Extracted text:
○ ○ ○
Changes we've made

  • People being at the heart of fitness to practise
  • Redefining the purpose of hearings
  • Emphasising the need to give nurses, midwives and nursing associates the chance to remedy and address the concern
  • Looking at ways employers can deal with complaints at a local level
  • Underlining the importance of considering the context of a case.

Our commitment to change

Our new strategic direction for Fitness to Practise (Cymraeg) builds on improvements we’ve already made to the way we investigate concerns about the people on our register.

It draws on the rich insights from:

We believe this new approach will help us to protect the public in a fairer, more effective, proportionate and consistent way.

Improving the way we handle people's concerns and reducing our fitness to practise caseload

Improving the way we handle concerns about people on our register is one of our main priorities for 2021 - 2022.

As the regulator of almost 732,000 nursing and midwifery professionals, we have a crucial role in promoting and upholding high professional standards. These standards support the professionals on our register to deliver kind, safe and effective care.

To ensure we’re getting this right, we’re building on our new approach to fitness to practise to deliver a number of sustainable improvements to our processes and decision making.

Fitness to practise caseload

Last year, as part of improving the way we handle concerns, we began taking steps to address an increase in our fitness to practise caseload.

But the coronavirus pandemic meant that we had to pause some cases and prioritise others to allow professionals to focus on Covid-19. That meant that our caseload increased further.

We're making changes to reduce the caseload quickly and fairly, creating long-lasting improvements to the way we regulate.

Making changes that are fairer and kinder to people

To reduce the caseload as quickly as possible, we're modernising the systems that support our regulatory work and investing in additional resources. This will help us to make the right decisions at the right time.

We're improving how we handle people's concerns by:

  • building on the experience of virtual hearings where it is fair and practical to do so.
  • working with others in the sector to foster a culture of openness and learning that supports people to improve their practice.
  • continuing to support employers to resolve concerns locally with Managing Concerns: A resource for employers.
  • making our screening process and guidance as straightforward as possible.
  • taking a new approach to taking account of context and using a set of commitments to help us do this.
  • improving the information on our website to help people find what they need, when they need it.

Read our Chief Executive and Registrar, Andrea Sutcliffe's blog, where she explains what we're doing to improve how we regulate for the benefit of the people we serve.

People at the heart of fitness to practise

Alongside a focus on keeping people safe, we're committed to people being at the heart of everything we do.

We're providing better information and more support for patients and families, as well as a rolling programme of training and development for our employees.

We’re also engaging with members of the public who have experienced the fitness to practise process to help us shape what we do, to ensure that people are truly at the heart of our work and that we are fair to everyone involved.
○ ○ ○
(Dataset entries)
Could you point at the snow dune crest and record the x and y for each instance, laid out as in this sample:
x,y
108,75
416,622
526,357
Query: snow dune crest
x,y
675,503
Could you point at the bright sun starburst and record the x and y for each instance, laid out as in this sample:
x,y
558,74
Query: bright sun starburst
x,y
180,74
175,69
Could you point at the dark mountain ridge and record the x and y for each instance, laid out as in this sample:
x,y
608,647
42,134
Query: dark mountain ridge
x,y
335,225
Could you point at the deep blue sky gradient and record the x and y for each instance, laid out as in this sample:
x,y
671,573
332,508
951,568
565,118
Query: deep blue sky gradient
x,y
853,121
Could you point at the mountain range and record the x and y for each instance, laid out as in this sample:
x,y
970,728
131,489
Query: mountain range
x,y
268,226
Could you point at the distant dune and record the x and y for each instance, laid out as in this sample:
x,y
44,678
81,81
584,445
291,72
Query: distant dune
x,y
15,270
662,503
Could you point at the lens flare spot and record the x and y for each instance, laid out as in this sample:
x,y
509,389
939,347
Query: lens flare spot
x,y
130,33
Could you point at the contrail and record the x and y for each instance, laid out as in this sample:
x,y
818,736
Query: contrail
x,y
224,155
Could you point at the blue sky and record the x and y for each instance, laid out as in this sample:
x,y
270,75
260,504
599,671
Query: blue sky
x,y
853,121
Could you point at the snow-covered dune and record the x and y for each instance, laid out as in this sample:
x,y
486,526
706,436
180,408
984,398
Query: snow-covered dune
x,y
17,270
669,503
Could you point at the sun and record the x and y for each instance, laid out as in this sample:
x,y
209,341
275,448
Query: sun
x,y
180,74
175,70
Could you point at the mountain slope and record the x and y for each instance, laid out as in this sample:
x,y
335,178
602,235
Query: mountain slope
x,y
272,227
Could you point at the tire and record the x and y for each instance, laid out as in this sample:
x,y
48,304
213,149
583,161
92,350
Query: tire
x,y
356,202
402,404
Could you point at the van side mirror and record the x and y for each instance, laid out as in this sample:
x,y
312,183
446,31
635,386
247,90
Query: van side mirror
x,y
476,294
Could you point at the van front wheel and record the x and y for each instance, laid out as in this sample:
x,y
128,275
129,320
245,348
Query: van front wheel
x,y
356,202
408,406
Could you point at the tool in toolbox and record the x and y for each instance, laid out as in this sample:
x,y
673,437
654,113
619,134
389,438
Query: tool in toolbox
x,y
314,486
○ ○ ○
About this task: In the fitness to practise text above, set down word for word the passage from "We're improving how" to "resource for employers.".

Solved problem:
We're improving how we handle people's concerns by:

  • building on the experience of virtual hearings where it is fair and practical to do so.
  • working with others in the sector to foster a culture of openness and learning that supports people to improve their practice.
  • continuing to support employers to resolve concerns locally with Managing Concerns: A resource for employers.